Texte source>
◆ ◆ ◆ ◆

Une peine complémentaire de de bannissement des réseaux sociaux (article 5) pourra être prononcée à l’encontre des personnes condamnées pour des faits de cyberharcèlement, de pédopornographie,négationnisme, apologie du terrorisme et diffusion d’images violentes. Cette peine serait prononcée pour une période de six mois à un an en cas de récidive.
Axe 2 : protéger les mineurs des dangers du Web
Deux millions d’enfants sont exposés chaque mois aux contenus pornographiques en ligne en France. Pour que ces contenus mis à disposition en ligne ne puissent plus être accessibles aux mineurs, le projet de loi (article 3) impose aux hébergeurs leur retrait sous 24 heures, sur ordre de l’autorité administrative. Le non-respect de cette injonction entraîne des sanctions pénales et financières (une peine d’un an d’emprisonnement et 250 000 euros d’amende), avec un recours possible devant le juge administratif en 72 heures pour garantir la proportionnalité de la mesure.
Le texte qui renforce les pouvoirs de l’Autorité de régulation de la communication audiovisuelle et numérique (Arcom), prévoit également le blocage, le déréférencement et des amendes dissuasives prononcées par le régulateur national (article 2), à l’encontre des sites pornographiques qui ne vérifient pas l’âge de leurs utilisateurs, et ce, malgré l’obligation qui leur en est faite.
Le projet de loi confie à l’Arcom (article 1er) la mission de créer un référentiel contraignant pour les systèmes de vérification de l’âge sur les sites pornographiques, garantissant la fiabilité du contrôle de l’âge et le respect de la vie privée. Quatre sénatrices ont déjà planché sur le sujet. Dans leur rapport sénatorial, dont s’inspire le projet de loi, elles recensent plusieurs dispositifs permettant de vérifier l’âge des utilisateurs : utilisation de cartes bancaires, via “une prise d’empreinte ou un micro-paiement“, l’utilisation d’une intelligence artificielle pour faire une analyse faciale ou encore, la vérification par consultation d’une base de données nationale, avec par exemple l’utilisation de la carte d’identité. Reste que pour la plupart d’entre eux, ces systèmes comportent d’importantes limites.
Blocage des sites porno aux mineurs : quelles sont les limites des systèmes de vérification d'âge ?

◆ ◆ ◆ ◆

[Lignes d'un jeu de données]
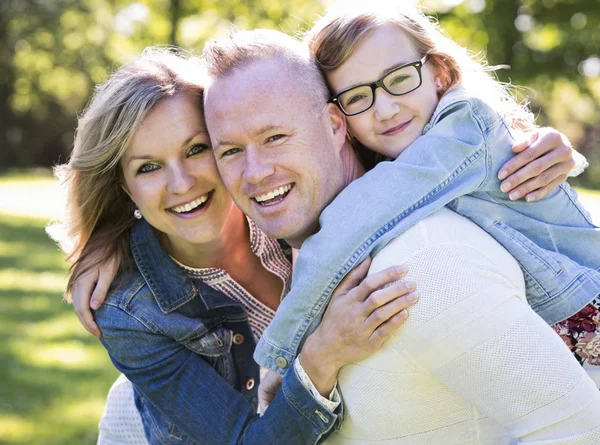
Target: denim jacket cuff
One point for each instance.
(305, 403)
(273, 357)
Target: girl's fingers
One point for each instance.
(385, 312)
(549, 176)
(544, 191)
(376, 281)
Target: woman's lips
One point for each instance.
(397, 129)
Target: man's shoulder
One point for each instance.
(443, 238)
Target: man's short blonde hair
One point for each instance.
(242, 48)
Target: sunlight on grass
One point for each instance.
(72, 355)
(32, 282)
(62, 326)
(15, 429)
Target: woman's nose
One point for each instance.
(180, 180)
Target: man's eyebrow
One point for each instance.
(257, 132)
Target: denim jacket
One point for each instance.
(453, 164)
(187, 349)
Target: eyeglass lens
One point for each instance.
(398, 82)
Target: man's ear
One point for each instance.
(337, 120)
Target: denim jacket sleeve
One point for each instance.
(451, 159)
(188, 391)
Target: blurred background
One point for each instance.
(53, 375)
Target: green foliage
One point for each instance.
(54, 375)
(54, 52)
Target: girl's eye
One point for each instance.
(230, 152)
(147, 168)
(398, 79)
(355, 99)
(197, 149)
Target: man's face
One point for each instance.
(278, 154)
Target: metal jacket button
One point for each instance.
(238, 339)
(281, 362)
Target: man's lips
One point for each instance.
(274, 196)
(397, 129)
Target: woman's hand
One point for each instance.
(359, 319)
(543, 162)
(90, 291)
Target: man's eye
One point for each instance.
(197, 149)
(147, 168)
(230, 152)
(275, 137)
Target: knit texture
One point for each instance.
(473, 364)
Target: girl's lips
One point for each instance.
(398, 129)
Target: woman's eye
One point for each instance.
(230, 152)
(147, 168)
(197, 149)
(275, 137)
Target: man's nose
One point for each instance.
(259, 166)
(386, 105)
(180, 180)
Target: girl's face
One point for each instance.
(393, 122)
(171, 175)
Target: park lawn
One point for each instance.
(54, 376)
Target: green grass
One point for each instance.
(54, 376)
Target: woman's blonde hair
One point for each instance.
(99, 213)
(334, 37)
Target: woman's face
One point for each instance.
(171, 175)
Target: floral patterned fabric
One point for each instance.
(581, 333)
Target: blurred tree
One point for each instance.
(54, 52)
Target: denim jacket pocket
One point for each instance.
(535, 261)
(215, 347)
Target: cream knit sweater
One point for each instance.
(473, 364)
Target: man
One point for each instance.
(283, 154)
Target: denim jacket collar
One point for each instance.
(171, 287)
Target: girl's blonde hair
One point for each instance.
(334, 37)
(99, 213)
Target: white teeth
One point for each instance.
(190, 205)
(272, 194)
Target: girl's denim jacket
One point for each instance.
(187, 349)
(454, 164)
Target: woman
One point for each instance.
(128, 328)
(197, 281)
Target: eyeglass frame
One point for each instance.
(379, 83)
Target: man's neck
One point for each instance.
(351, 169)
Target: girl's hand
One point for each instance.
(359, 319)
(90, 291)
(267, 389)
(543, 162)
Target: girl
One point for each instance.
(413, 95)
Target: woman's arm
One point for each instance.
(192, 395)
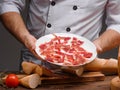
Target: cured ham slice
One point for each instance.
(64, 50)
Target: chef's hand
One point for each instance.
(98, 48)
(30, 44)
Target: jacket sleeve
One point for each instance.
(113, 15)
(11, 6)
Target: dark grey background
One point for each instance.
(10, 50)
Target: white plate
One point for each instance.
(87, 45)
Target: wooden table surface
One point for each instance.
(94, 85)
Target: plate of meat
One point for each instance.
(65, 49)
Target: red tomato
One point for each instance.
(12, 80)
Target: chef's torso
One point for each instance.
(82, 17)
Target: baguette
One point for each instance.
(110, 67)
(95, 65)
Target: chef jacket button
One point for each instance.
(49, 25)
(68, 29)
(75, 7)
(53, 3)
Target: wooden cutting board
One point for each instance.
(63, 78)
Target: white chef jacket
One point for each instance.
(82, 17)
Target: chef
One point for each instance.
(81, 17)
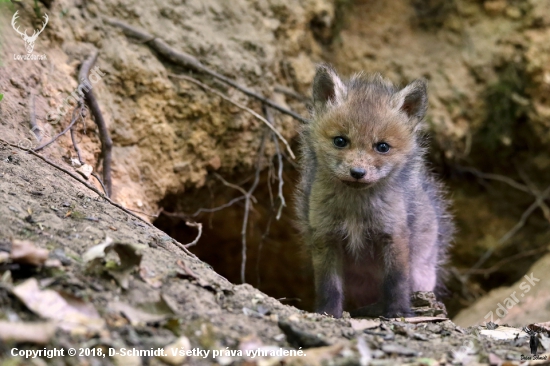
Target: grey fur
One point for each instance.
(376, 243)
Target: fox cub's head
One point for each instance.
(364, 129)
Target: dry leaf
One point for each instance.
(40, 333)
(422, 319)
(71, 314)
(97, 251)
(129, 254)
(149, 277)
(504, 333)
(134, 315)
(24, 251)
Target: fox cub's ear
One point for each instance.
(328, 88)
(413, 100)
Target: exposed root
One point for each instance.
(187, 60)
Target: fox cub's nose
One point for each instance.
(357, 173)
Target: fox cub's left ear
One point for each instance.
(413, 100)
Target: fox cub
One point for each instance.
(373, 218)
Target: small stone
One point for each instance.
(181, 344)
(85, 170)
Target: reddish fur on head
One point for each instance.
(366, 112)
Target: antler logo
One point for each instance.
(29, 40)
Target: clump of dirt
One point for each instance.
(485, 61)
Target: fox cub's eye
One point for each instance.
(382, 147)
(340, 141)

◆ ◆ ◆ ◆

Votre objectif> Pouvez-vous poursuivre le texte sur la protection des mineurs en ligne à partir de sa dernière phrase ? La liste ci-dessus provient d'une autre source que le texte.

Réponse ci-dessous>
On a décortiqué les outils envisagés. ➡️ https://t.co/Mubf2eB64E pic.twitter.com/sDYQQgzinE
— France Inter (@franceinter) May 10, 2023
Axe 3 : protéger les entreprises et soutenir les collectivités
Pour éviter aux entreprises de se retrouver dans une situation de dépendance, le projet de loi régule les pratiques commerciales des services du cloud. Afin de favoriser la concurrence, il interdit d’appliquer des frais de transfert de données en cas de changement de fournisseur de service (article 7). Le texte impose également aux fournisseurs de services de cloud l’obligation d’assurer la portabilité et l’interopérabilité de leurs systèmes (article 8). Il donne pour cela à l’Arcep, des pouvoirs étendus (articles 9 § 10).
Afin de permettre aux collectivités de mieux réguler les locations de meublés de tourisme via les plateformes, le projet de loi vise à établir une centralisation des données nécessaires. Cette mesure vise à faciliter le contrôle de la réglementation limitant la location de résidences principales à 120 jours par an. Elle généralise l’utilisation de l’API meublés, qui a montré son efficacité, en remplaçant la nécessité pour chaque commune.
Mieux encadrer les jeux en ligne
Le projet de loi autorise enfin la création d’un cadre protecteur pour le développement des jeux à objets numériques monétisables (JONUM) en France, adaptant la législation aux avancées technologiques comme la blockchain et les jetons non-fongibles (NFT).